▸ AIM:
Return the lines below unchanged, character for character.

-- START RECORDS SUPPLIED --

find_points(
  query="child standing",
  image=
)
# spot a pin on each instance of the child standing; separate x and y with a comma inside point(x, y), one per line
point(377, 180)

-- END RECORDS SUPPLIED --

▸ RESULT:
find_points(
  query="child standing",
  image=
)
# spot a pin on each instance of the child standing; separate x and y with a comma inside point(x, y), one per line
point(377, 180)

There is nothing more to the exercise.